1. Begin in a seated position.
2. Leading with your chin, bend your neck forward so that your chin moves toward your chest. You will feel a stretch down the back of your neck and across your upper shoulders.
3. Next, turn your chin toward your left shoulder and try to touch your shoulder with your chin.
If you cannot reach your shoulder, don't worry. Don't raise your shoulder to meet your chin.
4. Extend your neck back so that your chin is facing the ceiling. You may feel pressure in the back of your neck and shoulder blades.
5. Finally, turn your chin toward your right shoulder. Again, do not raise your shoulder to meet your chin.
This range-of-motion exercise should be performed in a slow, continuous arc, so that you are moving your chin from front to side to back to side. Do four revolutions. You may hear some crunching in your neck as your head moves on your spine. Painless crunching is fine. However, if you have pain shooting down your arms or numbness in your hands when doing this exercise, stop and make an appointment with your orthopedic surgeon to make sure your nerves are not being pinched.
Exercise recommendations are only applicable if you’ve identified the factors contributing to the pain (e.g. muscle imbalances, joint dysfunctions). If you’re currently experiencing neck and/or shoulder pain, it is critical to short- and long-term success that you’re evaluated by a trained medical professional. Once you’re able to begin exercise, you should seek a Corrective Exercise Specialist (NASM). This professional can customize a training program to address your specific needs.
Neck & shoulder pain are often related to posture and the dynamic function of the shoulder blade (scapula). Therefore, a focus on restoring normal seated and standing posture is effective. A conservative approach to managing neck and shoulder pain includes:
Foam Roll (Latissimus dorsi, Tensor fascia latae)
Stretching (Latissimus dorsi, Pectoralis major, Scalene)
Exercise (Prone Cobra, Prone DB Row)
This is a loaded question and, honestly, this needs to be answered with a thorough consultation from a corrective exercise specialist.
A corrective exercise specialist will look at what is causing the pain and what muscular imbalances could be causing the issue. After evaluating the overactive and under-active muscles, the fitness professional will be able to implement a flexibility strategy for the tight muscles and an activation/strengthening strategy for the weak muscles.

......

#### [REQUIRED WORK]
**1)** In the neck and shoulder pain text, how many revolutions of the range-of-motion exercise should be done?
**2)** For each statement below, decide whether the neck and shoulder pain text agrees with it. Answer yes or no and quote the deciding words.
(a) Crunching sounds in the neck during the exercise are acceptable as long as they cause no pain.
(b) If your chin cannot reach your shoulder, you should lift your shoulder to meet it.
(c) Prone Cobra is listed under stretching.
**3)** Pick up the neck and shoulder pain text after its final sentence and continue it.

......

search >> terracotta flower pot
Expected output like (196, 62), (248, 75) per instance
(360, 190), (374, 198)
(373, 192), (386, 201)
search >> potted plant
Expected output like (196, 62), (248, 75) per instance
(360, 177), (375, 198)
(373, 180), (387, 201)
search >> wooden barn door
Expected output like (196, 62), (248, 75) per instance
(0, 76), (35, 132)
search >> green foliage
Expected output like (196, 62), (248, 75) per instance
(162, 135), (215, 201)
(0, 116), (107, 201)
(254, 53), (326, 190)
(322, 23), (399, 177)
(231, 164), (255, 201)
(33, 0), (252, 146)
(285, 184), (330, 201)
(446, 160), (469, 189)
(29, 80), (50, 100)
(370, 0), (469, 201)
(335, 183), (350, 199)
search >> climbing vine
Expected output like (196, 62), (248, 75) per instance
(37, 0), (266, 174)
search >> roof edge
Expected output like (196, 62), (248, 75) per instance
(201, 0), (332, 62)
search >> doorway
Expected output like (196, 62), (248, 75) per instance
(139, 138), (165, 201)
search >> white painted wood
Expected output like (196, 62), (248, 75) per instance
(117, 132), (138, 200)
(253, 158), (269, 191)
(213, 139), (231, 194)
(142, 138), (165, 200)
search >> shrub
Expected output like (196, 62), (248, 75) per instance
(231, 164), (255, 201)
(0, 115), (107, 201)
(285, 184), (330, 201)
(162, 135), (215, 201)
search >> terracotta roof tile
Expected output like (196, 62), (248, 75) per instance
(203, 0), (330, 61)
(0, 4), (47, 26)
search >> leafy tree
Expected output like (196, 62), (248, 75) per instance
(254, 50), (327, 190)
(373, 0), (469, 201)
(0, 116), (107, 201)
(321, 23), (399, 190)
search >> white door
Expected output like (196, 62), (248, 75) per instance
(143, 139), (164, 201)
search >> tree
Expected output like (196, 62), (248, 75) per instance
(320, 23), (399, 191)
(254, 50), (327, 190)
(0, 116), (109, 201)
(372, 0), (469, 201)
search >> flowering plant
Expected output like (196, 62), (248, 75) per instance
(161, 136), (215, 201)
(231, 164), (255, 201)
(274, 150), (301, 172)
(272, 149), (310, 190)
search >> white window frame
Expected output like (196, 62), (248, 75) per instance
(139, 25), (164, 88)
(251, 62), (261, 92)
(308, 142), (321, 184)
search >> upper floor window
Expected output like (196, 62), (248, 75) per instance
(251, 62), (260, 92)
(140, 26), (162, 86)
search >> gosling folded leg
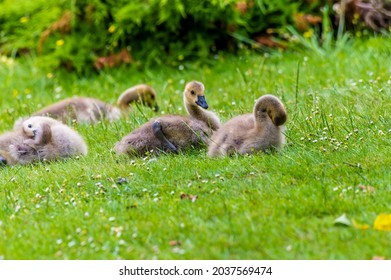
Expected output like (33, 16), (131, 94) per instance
(152, 121), (178, 153)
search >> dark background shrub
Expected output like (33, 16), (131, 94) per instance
(0, 0), (384, 72)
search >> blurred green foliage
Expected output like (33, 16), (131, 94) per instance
(0, 0), (338, 72)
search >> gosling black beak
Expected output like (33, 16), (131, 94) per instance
(0, 156), (7, 166)
(196, 95), (209, 109)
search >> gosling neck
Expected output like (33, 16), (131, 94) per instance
(185, 101), (220, 130)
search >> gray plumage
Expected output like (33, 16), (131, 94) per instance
(114, 81), (220, 155)
(208, 95), (287, 157)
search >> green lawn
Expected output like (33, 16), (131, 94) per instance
(0, 38), (391, 259)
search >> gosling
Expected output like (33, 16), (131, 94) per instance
(9, 116), (87, 164)
(17, 84), (159, 124)
(208, 95), (287, 157)
(114, 81), (220, 155)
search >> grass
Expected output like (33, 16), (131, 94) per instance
(0, 38), (391, 259)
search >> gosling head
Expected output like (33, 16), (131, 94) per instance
(0, 156), (7, 167)
(183, 81), (208, 109)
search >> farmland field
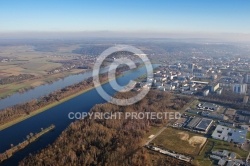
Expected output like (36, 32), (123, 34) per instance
(152, 128), (207, 156)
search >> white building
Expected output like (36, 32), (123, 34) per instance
(233, 84), (247, 94)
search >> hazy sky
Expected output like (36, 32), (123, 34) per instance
(0, 0), (250, 34)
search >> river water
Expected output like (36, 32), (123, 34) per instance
(0, 65), (153, 166)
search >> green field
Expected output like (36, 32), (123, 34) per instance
(152, 128), (206, 156)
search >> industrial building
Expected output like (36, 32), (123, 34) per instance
(233, 84), (247, 94)
(187, 117), (201, 129)
(187, 117), (213, 133)
(195, 118), (213, 133)
(212, 125), (247, 145)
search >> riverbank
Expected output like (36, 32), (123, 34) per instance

......

#### [TASK-BY-TASK ANSWERS]
**1)** Four revolutions.

**2)**
(a) Yes: "Painless crunching is fine."
(b) No: "Don't raise your shoulder to meet your chin."
(c) No: "Exercise (Prone Cobra, Prone DB Row)"

**3)**
Generally, pain in the neck and shoulders will come from tightness in the upper traps, lats, pecs and teres major. Weak muscles will generally be the lower and mid traps, rear deltoids and rotator cuff, as well as the rhomboids.
Now, this is without evaluating and a general response, but I would suggest a foam rolling and stretching strategy for your upper traps, pecs, lats and teres major with an activation of the mid and lower traps, rear deltoids, rotator cuff and rhomboids.
Many times posture and positioning of the head and strength of the core will also lead to pain in those areas. Even if you do not get evaluated by a corrective exercise specialist, tucking your chin (which forces your head backwards), drawing in your abs, activating your glutes and maintaining this position during exercise and activity, at the bare minimum, will put you in a better postural position.
The following are the top shoulder and neck correction exercises to relieve pain:
- All-fours rocking stretch passively restores normal mechanics of the shoulder, neck, and arms.
- Neck extensor stretch restores length to the muscles attaching to the base of the skull that can cause headaches when tight.
- Trapezius strengthening strengthens key muscles controlling scapular elevation and rotation responsible for normal movement.
- Arm slides teaches proper overhead shoulder mechanics and strengthens key scapular muscles.
- Hand on head relieves stress from the levator scapula and activates the upper trapezius muscles.
Important: This content reflects information from various individuals and organizations and may offer alternative or opposing points of view. It should not be used for medical advice, diagnosis or treatment. As always, you should consult with your healthcare provider about your specific health needs.